■ MATERIAL SUPPLIED:
■ ■ ■
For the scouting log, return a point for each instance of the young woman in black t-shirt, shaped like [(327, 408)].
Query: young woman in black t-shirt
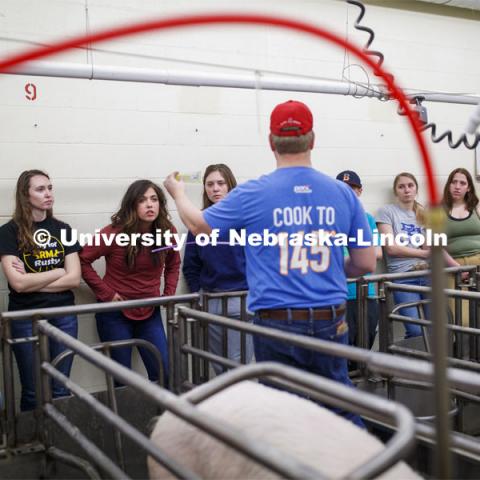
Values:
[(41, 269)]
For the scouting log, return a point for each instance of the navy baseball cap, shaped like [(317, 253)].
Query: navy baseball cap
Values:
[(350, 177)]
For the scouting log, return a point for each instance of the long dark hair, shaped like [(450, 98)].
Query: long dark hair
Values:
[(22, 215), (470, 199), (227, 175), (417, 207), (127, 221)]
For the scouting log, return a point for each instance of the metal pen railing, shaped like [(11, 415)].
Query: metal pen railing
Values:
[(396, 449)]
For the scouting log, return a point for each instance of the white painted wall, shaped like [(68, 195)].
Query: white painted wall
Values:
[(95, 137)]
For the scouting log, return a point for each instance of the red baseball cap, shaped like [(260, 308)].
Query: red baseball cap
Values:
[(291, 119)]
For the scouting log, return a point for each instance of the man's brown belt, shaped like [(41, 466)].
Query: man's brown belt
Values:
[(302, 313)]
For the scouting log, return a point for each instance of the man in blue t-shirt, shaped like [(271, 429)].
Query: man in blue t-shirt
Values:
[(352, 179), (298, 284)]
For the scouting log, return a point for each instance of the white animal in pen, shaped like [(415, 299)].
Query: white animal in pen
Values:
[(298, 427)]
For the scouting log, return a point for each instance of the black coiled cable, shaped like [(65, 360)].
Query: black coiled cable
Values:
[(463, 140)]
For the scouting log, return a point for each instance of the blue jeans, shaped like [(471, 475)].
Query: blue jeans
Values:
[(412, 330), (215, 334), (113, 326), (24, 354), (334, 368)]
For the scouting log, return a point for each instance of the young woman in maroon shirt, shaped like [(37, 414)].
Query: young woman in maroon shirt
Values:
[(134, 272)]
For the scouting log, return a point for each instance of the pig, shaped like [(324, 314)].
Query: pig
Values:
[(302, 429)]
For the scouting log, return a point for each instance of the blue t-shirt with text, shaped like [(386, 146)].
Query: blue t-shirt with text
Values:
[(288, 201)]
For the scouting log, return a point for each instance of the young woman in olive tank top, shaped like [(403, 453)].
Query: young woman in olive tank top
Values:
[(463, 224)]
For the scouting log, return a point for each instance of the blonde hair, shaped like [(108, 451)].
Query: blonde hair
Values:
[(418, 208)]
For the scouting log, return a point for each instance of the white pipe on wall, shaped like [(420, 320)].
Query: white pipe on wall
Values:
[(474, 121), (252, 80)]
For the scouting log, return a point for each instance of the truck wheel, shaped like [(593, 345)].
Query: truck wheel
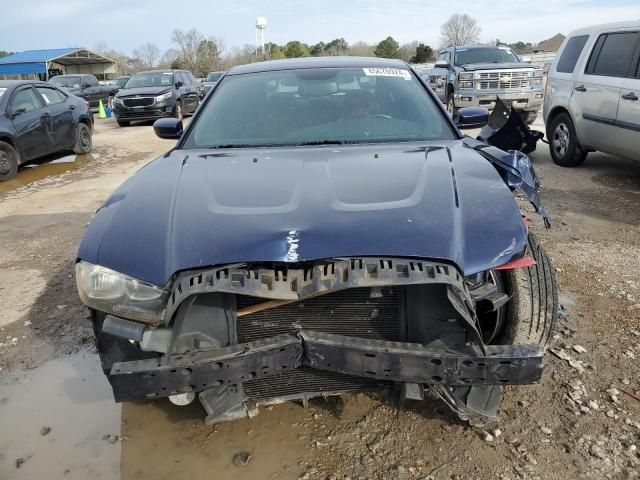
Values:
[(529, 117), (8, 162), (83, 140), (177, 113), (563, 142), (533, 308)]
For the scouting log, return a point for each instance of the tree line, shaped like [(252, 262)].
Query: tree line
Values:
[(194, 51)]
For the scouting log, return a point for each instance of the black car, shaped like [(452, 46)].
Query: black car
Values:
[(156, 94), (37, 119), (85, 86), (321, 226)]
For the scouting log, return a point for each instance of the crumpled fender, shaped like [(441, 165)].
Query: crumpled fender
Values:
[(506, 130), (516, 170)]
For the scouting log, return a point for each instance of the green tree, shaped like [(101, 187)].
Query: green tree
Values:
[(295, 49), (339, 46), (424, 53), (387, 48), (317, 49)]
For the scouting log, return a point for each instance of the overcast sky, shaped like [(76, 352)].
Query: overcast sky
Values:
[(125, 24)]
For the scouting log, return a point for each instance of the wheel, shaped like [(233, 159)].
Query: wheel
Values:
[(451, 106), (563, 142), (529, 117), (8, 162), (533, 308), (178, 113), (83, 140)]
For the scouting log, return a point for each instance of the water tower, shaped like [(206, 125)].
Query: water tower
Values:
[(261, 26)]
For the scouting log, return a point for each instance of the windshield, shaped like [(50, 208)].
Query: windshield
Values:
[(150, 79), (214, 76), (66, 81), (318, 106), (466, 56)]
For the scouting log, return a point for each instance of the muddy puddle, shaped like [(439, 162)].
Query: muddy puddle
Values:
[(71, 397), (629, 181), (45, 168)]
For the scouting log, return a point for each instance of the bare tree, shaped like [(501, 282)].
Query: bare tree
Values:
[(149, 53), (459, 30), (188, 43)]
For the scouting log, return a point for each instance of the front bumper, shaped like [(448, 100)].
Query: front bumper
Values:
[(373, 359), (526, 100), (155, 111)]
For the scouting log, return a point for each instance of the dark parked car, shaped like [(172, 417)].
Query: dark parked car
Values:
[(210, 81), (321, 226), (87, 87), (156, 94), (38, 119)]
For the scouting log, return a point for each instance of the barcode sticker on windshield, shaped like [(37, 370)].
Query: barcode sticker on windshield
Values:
■ ■ ■
■ STATED TASK: Can you copy out, word for word, the lines of the listing from the line containing "like [(452, 46)]." up to and including the line containing "113), (83, 140)]"?

■ PROBLEM SOLUTION:
For the scouting log, return a point for each instance of the black car, shaped like [(452, 46)].
Query: black car
Values:
[(156, 94), (37, 119), (85, 86), (321, 226)]
For the scouting log, return a point for each instance of the crumpled fender, shaped like [(441, 165)].
Query: crumpled fender
Values:
[(506, 130), (516, 170)]
For the scouting log, return a point for each instance of the green tree, shaped like [(101, 187)].
Query: green tree
Values:
[(295, 49), (339, 46), (424, 53), (387, 48), (317, 49)]
For the scouting log, return a point for each instance of the overcast sky, shaped like [(76, 352)].
Query: overcast sky
Values:
[(125, 24)]
For the scouting log, return a point for each instance of the wheel, shaped like [(233, 159)].
Query: wheel
Values:
[(451, 106), (563, 142), (529, 117), (8, 162), (533, 308), (178, 113), (83, 140)]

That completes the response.